==== 抜粋

編集部:いい話ですね。ほかのお子さんたちには?
板井:6回目の対話の後に、長男・長女の合同誕生会があって、最後に「お父さんとお母さんは離婚します!」と言いました。
長男は「離婚ってなんなん?」「卒業かな」「うーん、せやろな。パパとママ全然違うし」。すると小1の長女が「二度と会わなくなるの?」「お互いが嫌いになって別々になることではないし、君たちは僕たちの子どもには変わらないよ」と説明しました。
安井:子どもたちには「お互いが違うタイプだから別れるんじゃない」と伝えています。長男長女は、気が向けば料理も作ってくれます。親が二人とも規則的とは言えない生活をしていることもあり、両親や素晴らしいスタッフ、子供たちの友達のご家族や同じマンションのご近所さんまで、色んな人に助けていただきながら生活しているのが現状です。先日は彼の家に私含め全員泊まりましたし、もう決まった型はない感じですね。
編集部:全員で! いいですね。お子さんとの関係に変化はありますか?
安井:パパとの関係はすごく良くなったと思っています。これまでは彼がイラっとして子どもたちが萎縮する感じでしたが、今は怖さがなくなったので、前よりずっと良い関係性に。
板井:物理的に子どもたちとの時間はほぼ変わっていませんが、子どもがものすごく健やかになったと思います。僕らがピリピリしていると、子どももピリピリしていて。非常にマイルドになりました。
夫婦の肩書きをとったら、愛と尊敬と応援だけが残った
編集部:これからのお二人は?
板井:自分自身は単純に一人暮らしいで寂しいのですが(笑)とにかく「仕事を頑張ること」が大事なのは変わらないです。安井さんには傍らで彼女の生き方を応援する人がいた方がいいと思うので、願わくは、こういう関係性を認めてくれた上で、相手にもパートナーができ、僕にもパートナーができ、輪が広がり続けるといいなと思います。
安井:誰かが我慢して相手に合わせるとかではなく、子どもたちもみんなそれぞれがやりたいようにやって、それがバランス良ければベスト。地域も、境界線もどんどん飛び越えてほしいし、家族だからとか、夫婦だから、母親だから…… ではなく、自然の流れの中でつながりを大切にできたらいいなと思います。

========
==== 提供記録

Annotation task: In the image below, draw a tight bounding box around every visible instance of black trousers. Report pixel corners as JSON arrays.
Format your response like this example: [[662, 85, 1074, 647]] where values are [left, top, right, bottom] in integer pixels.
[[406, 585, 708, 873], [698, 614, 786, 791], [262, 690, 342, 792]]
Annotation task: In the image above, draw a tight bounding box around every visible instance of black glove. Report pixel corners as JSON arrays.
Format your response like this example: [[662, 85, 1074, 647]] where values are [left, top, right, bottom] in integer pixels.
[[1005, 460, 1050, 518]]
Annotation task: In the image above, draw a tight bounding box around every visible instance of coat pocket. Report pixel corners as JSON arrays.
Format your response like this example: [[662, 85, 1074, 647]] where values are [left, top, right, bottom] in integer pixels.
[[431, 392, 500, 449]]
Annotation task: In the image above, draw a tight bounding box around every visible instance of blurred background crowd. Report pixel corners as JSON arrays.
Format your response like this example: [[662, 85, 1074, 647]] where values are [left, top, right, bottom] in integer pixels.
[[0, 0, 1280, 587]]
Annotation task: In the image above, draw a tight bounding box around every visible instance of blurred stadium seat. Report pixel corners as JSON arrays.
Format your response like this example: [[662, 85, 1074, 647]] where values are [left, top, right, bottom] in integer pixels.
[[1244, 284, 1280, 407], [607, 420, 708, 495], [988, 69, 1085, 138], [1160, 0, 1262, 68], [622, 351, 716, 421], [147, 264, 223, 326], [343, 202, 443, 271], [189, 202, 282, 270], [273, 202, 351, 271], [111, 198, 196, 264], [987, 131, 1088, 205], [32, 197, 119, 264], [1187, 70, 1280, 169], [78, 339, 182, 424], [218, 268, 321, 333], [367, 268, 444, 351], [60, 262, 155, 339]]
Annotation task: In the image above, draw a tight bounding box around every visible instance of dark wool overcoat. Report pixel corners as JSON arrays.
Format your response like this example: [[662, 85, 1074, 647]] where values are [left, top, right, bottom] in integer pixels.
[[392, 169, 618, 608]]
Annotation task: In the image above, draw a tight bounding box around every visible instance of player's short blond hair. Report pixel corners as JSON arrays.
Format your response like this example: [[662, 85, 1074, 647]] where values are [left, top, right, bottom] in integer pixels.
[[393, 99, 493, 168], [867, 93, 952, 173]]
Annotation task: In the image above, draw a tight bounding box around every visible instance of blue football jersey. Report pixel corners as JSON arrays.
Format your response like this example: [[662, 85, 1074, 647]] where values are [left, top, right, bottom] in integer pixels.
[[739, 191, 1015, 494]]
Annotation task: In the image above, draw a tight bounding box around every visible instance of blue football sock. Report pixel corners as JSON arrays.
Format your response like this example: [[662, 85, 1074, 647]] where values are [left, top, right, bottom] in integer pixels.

========

**課題一覧**
a: 記録のうち「pocket. Report pixel corners as JSON arrays.」を含む行から「[[393, 99, 493, 168], [867, 93, 952, 173]]」を含む行までを、依頼文も含めてそのまま書き直し、ほかの行は出力しないでください。その際、解答部分の座標の数値だけに0.65を掛け、四捨五入で整数にしてください。依頼文とその書式例の数値は変えないでください。
b: 離婚後の家族のあり方を語った抜粋の続きを書いてください。
抜粋と記録は互いに無関係です。

**解答集**
a:
Annotation task: In the image above, draw a tight bounding box around every visible instance of coat pocket. Report pixel corners as JSON arrays.
Format your response like this example: [[662, 85, 1074, 647]] where values are [left, top, right, bottom] in integer pixels.
[[280, 255, 325, 292]]
Annotation task: In the image above, draw a tight bounding box around every visible instance of blurred background crowd. Report pixel corners as JSON arrays.
Format your response like this example: [[662, 85, 1074, 647]] where values are [left, top, right, bottom] in integer pixels.
[[0, 0, 832, 382]]
Annotation task: In the image above, draw a tight bounding box around every visible instance of blurred stadium seat. Report pixel corners as JSON arrays.
Format your response like this example: [[662, 85, 1074, 647]] where values are [left, top, right, bottom] in integer pixels.
[[809, 185, 832, 265], [395, 273, 460, 322], [642, 45, 705, 90], [754, 0, 820, 44], [404, 228, 465, 274], [96, 172, 145, 212], [223, 131, 288, 176], [123, 131, 183, 176], [177, 131, 228, 176], [72, 129, 127, 172], [642, 85, 707, 133], [21, 128, 77, 172], [772, 46, 832, 110], [51, 220, 118, 276], [142, 174, 209, 216], [239, 174, 289, 228], [39, 170, 101, 220]]
Annotation task: In the image above, draw a tight bounding box around every visible instance of dark wool overcoat. Report pixel corners as JSON arrays.
Format your response like this example: [[662, 85, 1074, 647]] where values are [left, top, right, bottom] in integer pixels.
[[255, 110, 402, 395]]
Annotation task: In the image above, draw a tight bounding box around every visible instance of player's short blond hair. Report pixel corners as JSON arrays.
Format your response like this example: [[662, 85, 1074, 647]] where values are [left, top, right, bottom] in integer pixels.
[[255, 64, 320, 109], [564, 60, 619, 112]]

b:
板井さんのこともより大切になりましたし、この人が見る夢を見たいなとより思うようになりました。夫婦の肩書きの中で要らないものだけ持って行ってくれた感じです。人としての愛とかリスペクトとか、応援とか、そういうのが残ったねって。
編集部:すごい。愛と尊敬と応援が残ったって、最高ですね。これはお二人だからたどり着けた関係であって、誰もが当てはまるケースではないと思います。ただ、お話を聞いていて、私自身、夫婦でこんなに話し会えてないし、目の前にいる相手とも、自分自身とも、向き合えていないと感じました。
板井:そうですね。実際に、僕たちの離婚報告に対する反応が2パターンあって。「既存の枠を乗り越えた新しいパートナーシップだねって」っていう反応と「子どもがかわいそうじゃない? ありえなくない?」という反応と。
やはり僕の中では、このあり方が誰にも当てはまるような正解でもなければ、ましてや「新しいパートナーシップのあり方だ」とドヤ顔をして言いたい訳でもなく、それぞれの夫婦にそれぞれの答えがあって、互いに対話を重ね、向き合った先でのたった一つの真実しかないと感じていて。
前者の反応に対して思うことは、制度とか、仕組みとか、夫婦のあるべき姿みたいな「いわゆる既存の枠」ってあるようでないので、そこに振り回されず、目の前の相手との関係性に向き合い続けることがめちゃくちゃ大事だって伝えたい。さらに、相手に対して「何をしてあげるか」「どうあるべきか」の先に、ただ「相手のことが愛せていると幸せ」って思えるのがベストですよね。
後者の反応に対しては、それだけ多くの人が自分たち夫婦の関係に対して、悩んで、戦って、苦しんでいるからこそ、受け入れられないものがあるんだろうなと感じています。その戦いを自分たちに投影してしまうのかと。僕はそうやって子どもとパートナーのために日々頑張っている事に対して、全ての夫婦に大いなるリスペクトがあります。だからこそ、問題解決よりも先にとにかく向き合ってみて欲しい、と感じます。夫婦とは「子どもを守るべき」という考え方だけが語られ仮面夫婦化しつつも一緒にいる、そんな着地をしているケースも少なくはないと思います。互いが愛し合って始まった夫婦関係なら、色々問題があっても向き合う中で違いを理解し、進化し続けている自分たちの愛情に気づけるんじゃないかと思います。偉そうなことを言うつもりは更々ありませんが、そうであったら素敵だなって、思います。
編集部:その夫婦にしかわからないカタチ、そこにたどり着くには自分たちで向き合うしか方法はないのですね。それにしても、うちは対話が少なすぎるかも……
安井:大事なことって、意外と対話できていないと思います。私たちが正解! とかではないので、私たちが私たちである姿に触れてもらった時に、感じていただけることがもしあれば、ご縁ある方ですねという感じで(笑) 私たちにとって大切なことは、支えていただいている方達への、ありがとうの気持ちを忘れずに生きていくことですね。
編集部:確かに。自分の足りなかったところが見えてきました。ありがとうございました!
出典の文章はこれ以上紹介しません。